What you have to do –
Please rewrite the records from the line with "the form [183,166]." up to and including the final line of the records as a Markdown table with the columns Row and Line, numbering each line and leaving out blank lines.

Excerpted records –
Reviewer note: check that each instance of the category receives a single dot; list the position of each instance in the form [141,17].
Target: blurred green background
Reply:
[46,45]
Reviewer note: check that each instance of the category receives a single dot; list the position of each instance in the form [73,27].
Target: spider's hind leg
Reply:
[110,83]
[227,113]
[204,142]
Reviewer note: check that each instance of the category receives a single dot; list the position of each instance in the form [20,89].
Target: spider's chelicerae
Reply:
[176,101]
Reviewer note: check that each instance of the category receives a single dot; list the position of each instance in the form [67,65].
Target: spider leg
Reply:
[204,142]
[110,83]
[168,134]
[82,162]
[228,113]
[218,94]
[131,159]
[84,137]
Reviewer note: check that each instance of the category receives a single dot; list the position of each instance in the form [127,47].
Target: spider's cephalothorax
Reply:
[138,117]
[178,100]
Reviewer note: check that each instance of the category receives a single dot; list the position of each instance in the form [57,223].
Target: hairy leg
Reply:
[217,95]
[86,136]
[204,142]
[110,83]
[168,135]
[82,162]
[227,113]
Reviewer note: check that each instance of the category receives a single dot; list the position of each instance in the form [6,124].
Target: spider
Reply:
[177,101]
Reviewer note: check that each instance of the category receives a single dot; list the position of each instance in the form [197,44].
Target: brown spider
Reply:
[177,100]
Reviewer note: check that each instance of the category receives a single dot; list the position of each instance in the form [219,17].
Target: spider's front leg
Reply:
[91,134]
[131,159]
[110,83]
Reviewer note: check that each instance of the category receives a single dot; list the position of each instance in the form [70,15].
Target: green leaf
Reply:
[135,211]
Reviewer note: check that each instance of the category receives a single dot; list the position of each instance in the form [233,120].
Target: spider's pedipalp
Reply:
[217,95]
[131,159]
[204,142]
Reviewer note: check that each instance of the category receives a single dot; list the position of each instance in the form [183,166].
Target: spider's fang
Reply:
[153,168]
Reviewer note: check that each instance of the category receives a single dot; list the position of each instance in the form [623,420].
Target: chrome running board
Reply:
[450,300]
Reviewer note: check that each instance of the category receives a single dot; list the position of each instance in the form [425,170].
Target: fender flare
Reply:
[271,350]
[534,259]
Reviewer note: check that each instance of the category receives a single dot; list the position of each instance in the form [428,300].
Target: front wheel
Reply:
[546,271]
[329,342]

Solution to the exercise –
| Row | Line |
|---|---|
| 1 | Reviewer note: check that each instance of the category receives a single dot; list the position of each instance in the form [183,166]. |
| 2 | Target: spider's fang |
| 3 | Reply: |
| 4 | [153,168] |
| 5 | Reviewer note: check that each instance of the category receives a single dot; list the position of each instance in the form [623,420]. |
| 6 | Target: chrome running board |
| 7 | Reply: |
| 8 | [450,300] |
| 9 | Reviewer note: check that each instance of the category receives a single dot; list the position of each instance in the form [425,170]. |
| 10 | Target: fender flare |
| 11 | Reply: |
| 12 | [271,350] |
| 13 | [534,259] |
| 14 | Reviewer note: check that each instance of the category receives a single dot; list the position of each instance in the form [428,300]. |
| 15 | Target: front wheel |
| 16 | Reply: |
| 17 | [546,271] |
| 18 | [329,342] |